-- START LISTED RECORDS --
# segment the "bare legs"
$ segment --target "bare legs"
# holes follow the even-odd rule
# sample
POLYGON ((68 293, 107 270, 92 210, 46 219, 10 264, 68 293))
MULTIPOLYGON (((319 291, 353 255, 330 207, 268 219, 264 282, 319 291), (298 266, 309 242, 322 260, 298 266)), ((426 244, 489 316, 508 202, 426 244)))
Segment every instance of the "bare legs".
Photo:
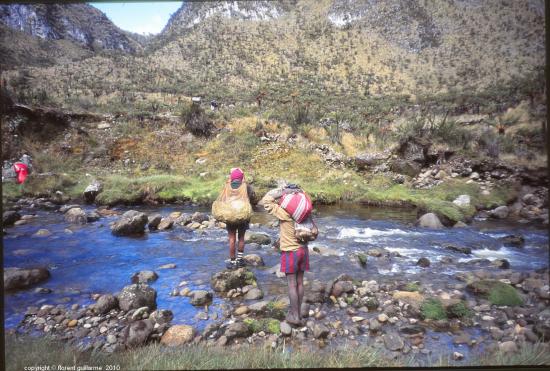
-- END LISTED RECORDS --
### PROBLEM REQUIREMENTS
Copy every item above line for line, without changing anything, and leave the pictures out.

### FINAL RESULT
# segment the "bare legs"
$ segment --target "bare legs"
# holes follow the even-odd rule
# sample
POLYGON ((68 293, 107 270, 92 210, 46 219, 10 264, 68 293))
MULTIPOLYGON (((319 291, 353 255, 330 207, 268 219, 264 282, 319 291), (298 266, 309 242, 322 260, 298 266)), ((426 244, 489 316, 508 202, 426 244)))
Segment every instance of the "bare legs".
Photo:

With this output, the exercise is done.